* [TASK DATA]
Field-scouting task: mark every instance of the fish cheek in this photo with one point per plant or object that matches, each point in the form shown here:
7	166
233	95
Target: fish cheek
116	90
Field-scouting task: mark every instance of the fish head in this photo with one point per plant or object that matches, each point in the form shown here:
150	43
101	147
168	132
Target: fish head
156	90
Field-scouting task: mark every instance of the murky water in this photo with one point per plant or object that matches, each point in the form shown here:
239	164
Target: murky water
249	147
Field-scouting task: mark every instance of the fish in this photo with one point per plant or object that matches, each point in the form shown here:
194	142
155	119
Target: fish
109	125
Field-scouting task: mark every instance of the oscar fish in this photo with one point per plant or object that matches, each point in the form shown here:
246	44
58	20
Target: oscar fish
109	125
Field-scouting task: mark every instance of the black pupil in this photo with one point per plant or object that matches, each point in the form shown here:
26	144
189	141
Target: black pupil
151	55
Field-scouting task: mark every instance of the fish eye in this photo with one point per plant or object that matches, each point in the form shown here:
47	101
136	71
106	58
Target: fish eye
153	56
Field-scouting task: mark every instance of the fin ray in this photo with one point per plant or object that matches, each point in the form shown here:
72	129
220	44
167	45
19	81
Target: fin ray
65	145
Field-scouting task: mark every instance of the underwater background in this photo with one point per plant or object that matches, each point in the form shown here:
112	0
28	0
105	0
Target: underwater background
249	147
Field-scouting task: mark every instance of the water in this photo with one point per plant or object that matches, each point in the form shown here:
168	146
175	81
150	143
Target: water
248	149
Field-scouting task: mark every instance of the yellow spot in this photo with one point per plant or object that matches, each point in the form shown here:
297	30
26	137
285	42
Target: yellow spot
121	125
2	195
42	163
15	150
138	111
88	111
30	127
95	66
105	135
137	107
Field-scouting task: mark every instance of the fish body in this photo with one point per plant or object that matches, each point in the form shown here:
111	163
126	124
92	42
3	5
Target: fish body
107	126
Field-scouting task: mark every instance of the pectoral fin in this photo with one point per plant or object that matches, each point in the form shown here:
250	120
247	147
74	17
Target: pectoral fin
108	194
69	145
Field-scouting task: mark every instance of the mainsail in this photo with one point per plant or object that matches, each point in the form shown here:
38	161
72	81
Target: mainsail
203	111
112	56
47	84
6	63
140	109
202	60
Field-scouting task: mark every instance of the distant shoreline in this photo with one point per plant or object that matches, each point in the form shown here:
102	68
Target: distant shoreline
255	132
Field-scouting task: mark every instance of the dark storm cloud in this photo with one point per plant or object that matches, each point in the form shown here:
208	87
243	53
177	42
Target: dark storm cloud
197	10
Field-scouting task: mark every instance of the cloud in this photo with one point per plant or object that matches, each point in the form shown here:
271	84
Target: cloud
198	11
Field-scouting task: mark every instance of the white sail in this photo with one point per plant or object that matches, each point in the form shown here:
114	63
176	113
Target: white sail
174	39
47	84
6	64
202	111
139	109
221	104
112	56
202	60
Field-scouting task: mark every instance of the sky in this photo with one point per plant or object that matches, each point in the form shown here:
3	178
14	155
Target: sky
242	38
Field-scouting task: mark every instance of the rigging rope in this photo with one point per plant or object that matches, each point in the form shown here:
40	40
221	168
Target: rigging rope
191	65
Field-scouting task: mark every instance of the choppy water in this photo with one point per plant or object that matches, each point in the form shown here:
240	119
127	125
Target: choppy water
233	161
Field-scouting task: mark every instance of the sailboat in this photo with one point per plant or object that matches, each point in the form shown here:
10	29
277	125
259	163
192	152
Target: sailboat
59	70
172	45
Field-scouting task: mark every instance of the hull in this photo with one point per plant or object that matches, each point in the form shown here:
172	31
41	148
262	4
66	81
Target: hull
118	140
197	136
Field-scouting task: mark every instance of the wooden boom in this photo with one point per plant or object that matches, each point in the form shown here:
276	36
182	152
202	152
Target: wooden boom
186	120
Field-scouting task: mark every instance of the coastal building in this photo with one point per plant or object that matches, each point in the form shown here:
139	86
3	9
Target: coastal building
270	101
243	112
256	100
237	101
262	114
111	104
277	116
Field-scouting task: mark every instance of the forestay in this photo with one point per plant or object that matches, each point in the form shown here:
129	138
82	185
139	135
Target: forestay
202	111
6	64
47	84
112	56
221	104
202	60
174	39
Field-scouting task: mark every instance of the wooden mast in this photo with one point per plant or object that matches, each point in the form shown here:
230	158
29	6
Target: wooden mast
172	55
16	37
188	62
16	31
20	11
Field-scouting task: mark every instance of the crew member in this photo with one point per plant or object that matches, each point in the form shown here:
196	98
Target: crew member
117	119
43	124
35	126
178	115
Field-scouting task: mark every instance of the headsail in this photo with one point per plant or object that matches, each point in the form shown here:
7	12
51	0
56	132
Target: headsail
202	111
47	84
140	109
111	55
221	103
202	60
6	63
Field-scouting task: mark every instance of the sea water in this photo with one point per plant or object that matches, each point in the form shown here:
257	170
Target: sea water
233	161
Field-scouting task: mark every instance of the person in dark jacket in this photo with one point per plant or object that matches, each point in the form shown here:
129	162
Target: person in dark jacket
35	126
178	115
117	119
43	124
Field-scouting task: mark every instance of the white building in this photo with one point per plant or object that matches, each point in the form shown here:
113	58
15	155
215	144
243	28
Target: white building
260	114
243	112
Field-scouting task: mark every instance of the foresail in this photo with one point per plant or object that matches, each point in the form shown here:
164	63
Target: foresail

* [WORK TO COMPLETE] Extract every line above containing the word "foresail".

* [WRITTEN SOLUTION]
Field-scouting task: mark every instance of the foresail in this photo with one point per plant or object that matches, each point in the form shown here:
Target: foresail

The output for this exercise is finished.